> Your task:
Change each "drop the point" in the items below to "place the point", then write out all the items again with everything else left as it is.

─── Data supplied

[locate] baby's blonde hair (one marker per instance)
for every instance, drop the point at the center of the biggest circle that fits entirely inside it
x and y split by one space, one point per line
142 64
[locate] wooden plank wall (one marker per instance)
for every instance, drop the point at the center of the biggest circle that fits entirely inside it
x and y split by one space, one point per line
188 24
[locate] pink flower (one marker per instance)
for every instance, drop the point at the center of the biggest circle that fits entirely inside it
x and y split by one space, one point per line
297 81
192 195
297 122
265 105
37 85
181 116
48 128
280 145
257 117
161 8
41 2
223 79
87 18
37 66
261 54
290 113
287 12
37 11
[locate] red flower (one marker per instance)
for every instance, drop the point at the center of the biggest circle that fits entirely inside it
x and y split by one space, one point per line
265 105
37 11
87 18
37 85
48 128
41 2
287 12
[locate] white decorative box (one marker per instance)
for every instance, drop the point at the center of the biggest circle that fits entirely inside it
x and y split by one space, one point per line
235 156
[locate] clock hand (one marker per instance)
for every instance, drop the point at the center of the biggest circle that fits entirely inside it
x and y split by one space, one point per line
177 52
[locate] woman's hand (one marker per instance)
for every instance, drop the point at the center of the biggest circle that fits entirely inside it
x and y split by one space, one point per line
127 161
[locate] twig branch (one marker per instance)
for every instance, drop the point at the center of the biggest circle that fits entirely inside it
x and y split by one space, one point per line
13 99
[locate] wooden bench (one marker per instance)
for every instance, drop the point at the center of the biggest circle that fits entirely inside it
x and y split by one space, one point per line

──────

> Answer to the problem:
[locate] baby's blonde hair (one marker per instance)
for every instance, place the point at the center of the biggest circle that fits entirely inside it
x and y split by one space, one point per line
142 64
[locate] wooden plank wall (one marker per instance)
for every instance, place the point at the center of the biggest circle that fits entirely inside it
x and y split by one space, one point per line
188 24
[locate] pink flower (one marker per instance)
for every instance, place the point at the center of the biggest circle that fits entirely inside it
x and y split by one space, one point per line
297 81
192 195
297 122
265 105
37 85
181 116
48 128
280 145
257 117
161 8
41 2
223 79
87 18
37 66
261 54
290 113
287 12
37 11
[locate] red flower (one marker per instance)
for every instance, place the point at the center of the biggest circle that fits entirely inside it
x and y split by one space, one point per line
265 105
37 11
87 18
37 85
48 128
41 2
287 12
[locate] white decorative box (one marker per instance)
for every instance, place the point at the center of the biggest circle that fits entirely inside it
x and y split by one space, one point per line
235 156
[locate] clock hand (one marker per instance)
for every instance, place the point at the center of the biggest circle that fits entirely inside it
x and y split by one space, one point per line
177 52
[locate] woman's hand (one marker per instance)
for every instance, place the point at the center of the biggest circle that fits entirely inside it
x and y split by one space, one point per line
127 161
[locate] twig branch (one marker per instance)
for every instance, place the point at the center of the biggest circle that fits entirely inside it
x and y split by one space, one point per line
13 99
[locate] wooden bench (one marker per instance)
for every instance, place the point at the center of the biggest circle that fits entirely inside it
x and y split by one space, one point per line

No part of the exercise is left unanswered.